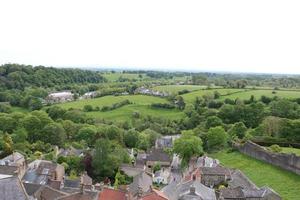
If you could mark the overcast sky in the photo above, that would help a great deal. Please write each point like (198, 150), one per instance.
(225, 35)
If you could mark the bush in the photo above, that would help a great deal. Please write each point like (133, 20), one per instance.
(275, 148)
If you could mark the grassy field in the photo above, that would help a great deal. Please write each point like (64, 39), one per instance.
(287, 184)
(190, 97)
(177, 88)
(258, 93)
(140, 103)
(117, 75)
(291, 150)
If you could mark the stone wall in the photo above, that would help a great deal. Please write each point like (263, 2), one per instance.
(290, 162)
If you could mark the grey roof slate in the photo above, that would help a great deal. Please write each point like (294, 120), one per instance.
(12, 188)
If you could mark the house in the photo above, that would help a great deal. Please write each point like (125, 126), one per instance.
(154, 195)
(166, 141)
(191, 189)
(44, 172)
(11, 187)
(59, 97)
(89, 95)
(240, 193)
(162, 176)
(213, 176)
(158, 156)
(141, 184)
(13, 164)
(112, 194)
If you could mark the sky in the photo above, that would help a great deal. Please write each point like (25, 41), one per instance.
(215, 35)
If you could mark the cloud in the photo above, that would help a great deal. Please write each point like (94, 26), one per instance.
(233, 35)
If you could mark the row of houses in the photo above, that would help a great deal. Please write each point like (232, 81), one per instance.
(204, 179)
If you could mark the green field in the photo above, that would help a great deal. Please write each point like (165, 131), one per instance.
(258, 93)
(140, 103)
(287, 184)
(291, 150)
(117, 75)
(190, 97)
(177, 88)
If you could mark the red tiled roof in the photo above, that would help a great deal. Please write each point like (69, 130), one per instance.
(155, 195)
(111, 194)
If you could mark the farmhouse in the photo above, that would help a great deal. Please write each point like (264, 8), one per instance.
(13, 164)
(59, 97)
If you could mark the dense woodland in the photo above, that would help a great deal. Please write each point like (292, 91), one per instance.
(208, 124)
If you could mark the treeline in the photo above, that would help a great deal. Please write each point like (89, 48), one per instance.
(15, 76)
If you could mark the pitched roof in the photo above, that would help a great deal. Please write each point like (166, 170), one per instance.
(154, 195)
(86, 195)
(111, 194)
(12, 188)
(232, 193)
(182, 190)
(142, 182)
(48, 193)
(215, 171)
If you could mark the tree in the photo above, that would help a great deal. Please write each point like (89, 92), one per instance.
(54, 134)
(131, 138)
(86, 133)
(88, 108)
(187, 145)
(105, 163)
(238, 130)
(56, 112)
(213, 121)
(180, 102)
(216, 138)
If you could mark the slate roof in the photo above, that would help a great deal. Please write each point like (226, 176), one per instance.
(154, 195)
(31, 188)
(182, 191)
(130, 170)
(232, 193)
(215, 171)
(111, 194)
(12, 188)
(142, 181)
(86, 195)
(48, 193)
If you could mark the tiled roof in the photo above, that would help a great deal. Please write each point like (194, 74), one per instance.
(155, 195)
(111, 194)
(12, 188)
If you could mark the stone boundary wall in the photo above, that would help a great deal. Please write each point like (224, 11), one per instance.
(290, 162)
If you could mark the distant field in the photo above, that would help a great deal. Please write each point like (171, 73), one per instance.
(258, 93)
(117, 75)
(141, 103)
(125, 113)
(291, 150)
(19, 109)
(190, 97)
(177, 88)
(287, 184)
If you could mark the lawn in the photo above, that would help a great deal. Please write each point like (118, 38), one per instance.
(190, 97)
(287, 184)
(140, 103)
(177, 88)
(291, 150)
(109, 100)
(117, 75)
(258, 93)
(125, 113)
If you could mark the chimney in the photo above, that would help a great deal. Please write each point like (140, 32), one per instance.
(192, 190)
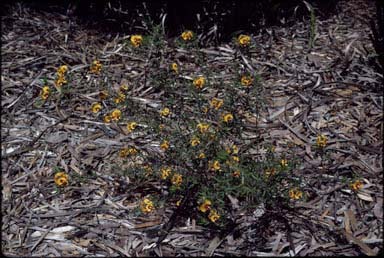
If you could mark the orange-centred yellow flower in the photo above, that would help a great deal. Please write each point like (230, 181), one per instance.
(175, 67)
(96, 67)
(213, 216)
(244, 40)
(216, 103)
(215, 165)
(116, 115)
(203, 128)
(177, 179)
(136, 40)
(165, 112)
(321, 141)
(45, 91)
(147, 206)
(284, 163)
(165, 172)
(61, 179)
(199, 82)
(96, 107)
(227, 117)
(246, 80)
(131, 126)
(195, 141)
(164, 145)
(206, 205)
(295, 194)
(187, 35)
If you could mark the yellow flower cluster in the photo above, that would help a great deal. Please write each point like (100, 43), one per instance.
(284, 163)
(164, 145)
(96, 107)
(45, 91)
(202, 127)
(321, 141)
(195, 141)
(177, 179)
(131, 126)
(215, 165)
(175, 67)
(199, 82)
(357, 185)
(213, 215)
(295, 194)
(147, 206)
(216, 103)
(96, 67)
(165, 112)
(244, 40)
(61, 179)
(227, 117)
(60, 78)
(103, 95)
(136, 40)
(187, 35)
(165, 172)
(246, 80)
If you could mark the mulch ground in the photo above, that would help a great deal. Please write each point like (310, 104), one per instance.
(330, 89)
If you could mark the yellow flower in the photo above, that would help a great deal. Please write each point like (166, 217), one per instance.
(357, 185)
(195, 141)
(216, 103)
(116, 115)
(213, 216)
(165, 112)
(164, 145)
(270, 172)
(123, 87)
(62, 70)
(215, 166)
(177, 179)
(107, 119)
(131, 126)
(244, 40)
(202, 127)
(120, 98)
(123, 153)
(236, 173)
(60, 81)
(45, 91)
(199, 82)
(295, 194)
(96, 67)
(321, 141)
(246, 80)
(96, 107)
(175, 67)
(136, 40)
(61, 179)
(187, 35)
(147, 206)
(227, 117)
(165, 172)
(103, 94)
(206, 205)
(235, 159)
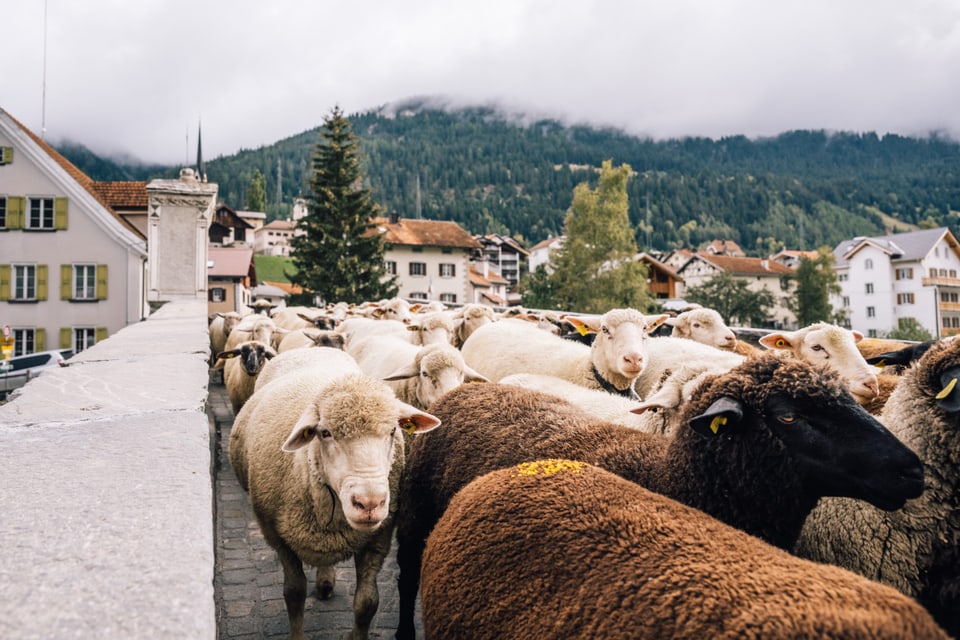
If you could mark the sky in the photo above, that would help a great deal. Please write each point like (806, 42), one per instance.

= = =

**What to produce:** Take the line that contains "If you could mark the lawn" and every line after it up to the end of the records above, and restate them exactly, without the pictures.

**Complete response:**
If you could mark the lawn in the photo above, that would help a great deal. Please write each point like (118, 38), one per instance.
(190, 97)
(287, 184)
(140, 103)
(177, 88)
(291, 150)
(109, 100)
(117, 75)
(258, 93)
(125, 113)
If you could mark the chimney in the photo above, that would help a great deal. Please write each point like (140, 32), one per instance.
(192, 190)
If you could mark the orange-centred yellow flower in the photo above, that would help a great deal. Please write each point like (230, 181), one per instance.
(175, 67)
(96, 67)
(213, 216)
(244, 40)
(216, 103)
(215, 165)
(116, 115)
(203, 128)
(177, 179)
(136, 40)
(165, 112)
(321, 141)
(45, 91)
(147, 206)
(284, 163)
(165, 172)
(61, 179)
(199, 82)
(96, 107)
(227, 117)
(246, 80)
(131, 126)
(195, 141)
(164, 145)
(206, 205)
(295, 194)
(187, 35)
If you could mark the yellow flower cluster in the photo above, that would help a great deal. Please write each point like (100, 43), one per instance.
(284, 163)
(164, 145)
(96, 107)
(45, 91)
(202, 127)
(321, 141)
(195, 141)
(177, 179)
(131, 126)
(215, 165)
(175, 67)
(199, 82)
(357, 185)
(213, 215)
(295, 194)
(147, 206)
(216, 103)
(96, 67)
(165, 112)
(244, 40)
(61, 179)
(227, 117)
(60, 78)
(103, 95)
(136, 40)
(187, 35)
(165, 172)
(246, 80)
If you could mark the mulch ground in the photo above, that would help a great deal. Please write each point like (310, 104), one per instance.
(330, 89)
If you could mark the yellow flower in the photo above, that would help a great deal. Please write each point like (166, 217), one per instance.
(357, 185)
(195, 141)
(216, 103)
(116, 115)
(213, 216)
(165, 112)
(164, 145)
(270, 172)
(123, 87)
(62, 70)
(215, 166)
(177, 179)
(107, 119)
(131, 126)
(244, 40)
(202, 127)
(120, 98)
(123, 153)
(236, 173)
(60, 81)
(45, 91)
(199, 82)
(295, 194)
(96, 67)
(321, 141)
(246, 80)
(96, 107)
(175, 67)
(136, 40)
(61, 179)
(187, 35)
(147, 206)
(227, 117)
(165, 172)
(103, 94)
(206, 205)
(235, 159)
If you could mark the sky in the photo above, that would help a great deal. Please write each point like (806, 42), one per instance.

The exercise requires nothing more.